* **What this task involves**
Reproduce every line of the data below word for word, but leave the picture out of your answer.

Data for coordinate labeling
---------------
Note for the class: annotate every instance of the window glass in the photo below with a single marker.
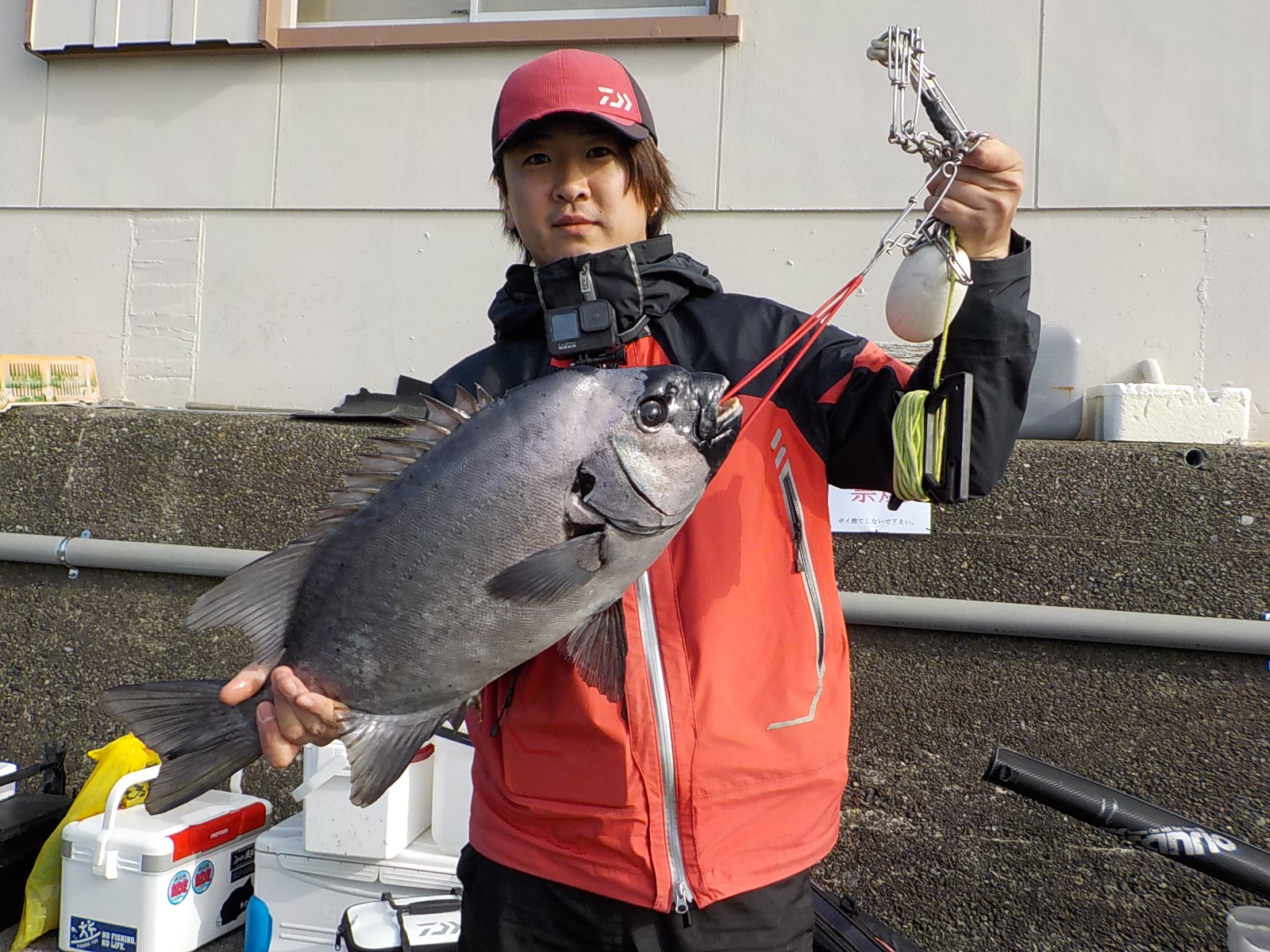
(337, 12)
(330, 12)
(635, 8)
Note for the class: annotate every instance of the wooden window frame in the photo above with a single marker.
(719, 25)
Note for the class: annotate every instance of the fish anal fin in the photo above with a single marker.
(258, 600)
(380, 748)
(552, 573)
(597, 649)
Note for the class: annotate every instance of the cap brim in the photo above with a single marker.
(634, 131)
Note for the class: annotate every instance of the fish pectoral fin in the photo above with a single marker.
(258, 598)
(597, 649)
(200, 740)
(552, 574)
(380, 748)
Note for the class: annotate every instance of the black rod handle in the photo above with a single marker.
(1219, 854)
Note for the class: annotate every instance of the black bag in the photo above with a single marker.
(841, 927)
(25, 822)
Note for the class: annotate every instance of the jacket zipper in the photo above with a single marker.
(681, 892)
(803, 565)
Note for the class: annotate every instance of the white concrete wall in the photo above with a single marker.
(264, 230)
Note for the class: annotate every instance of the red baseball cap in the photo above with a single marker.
(572, 82)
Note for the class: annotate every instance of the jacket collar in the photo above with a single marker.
(645, 278)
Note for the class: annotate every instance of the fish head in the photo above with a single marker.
(662, 450)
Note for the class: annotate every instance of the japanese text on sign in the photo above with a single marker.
(867, 511)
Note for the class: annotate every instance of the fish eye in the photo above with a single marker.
(652, 413)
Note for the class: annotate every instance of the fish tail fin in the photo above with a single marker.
(201, 740)
(380, 747)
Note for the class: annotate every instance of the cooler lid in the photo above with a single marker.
(419, 863)
(207, 822)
---------------
* **Solution below**
Note for the class: annotate every instance of the window glass in the photo below with a single marker.
(337, 12)
(330, 12)
(635, 8)
Note for the class: annotate every instance of the wooden window frame in the photo above with a single marker.
(719, 25)
Note for the class: annotate every instance of the fish anal fin in the photo above with a single marker.
(258, 600)
(380, 748)
(552, 573)
(597, 649)
Note for the class: annotate every instance of the cap brim in the photo above with a single marker.
(634, 131)
Note for the class: annotate every instance of the fish pectoral fin in the photo above with a single marker.
(258, 598)
(597, 649)
(200, 740)
(552, 574)
(380, 748)
Note for the class: annotate every instance of the black rod handle in the photo above with a single marker.
(1219, 854)
Note for the class: annotate every instance of the black bag in the photo above with a single marker.
(841, 927)
(25, 822)
Note for the class: annotate every instance of the jacket zipper in the photo above with a single marker.
(681, 892)
(803, 565)
Note for the class: annotate every instance of the white concrete wall in the photo above with a single marker.
(264, 230)
Note for the class: annotate every instance of the red baseball cap in the photo above with a single marker.
(572, 82)
Note for the class: annotate every instance of the jacket collar in the photo above with a single marker.
(645, 278)
Note for the class: annotate every instance of the fish head in the photo above with a single marker.
(662, 450)
Note for the class: annotate every instance of the japanese text on sign in the photo above with a single marker.
(867, 511)
Note for the class: annotate every instance of the fish eye in the photo above with a single marker.
(652, 413)
Note for the class: annotate every instance of the fish tail fin in the photo above with a single marker.
(201, 740)
(380, 747)
Note for the class: annotate every instance of the cooler lid in the photo above with a single marker.
(419, 863)
(207, 822)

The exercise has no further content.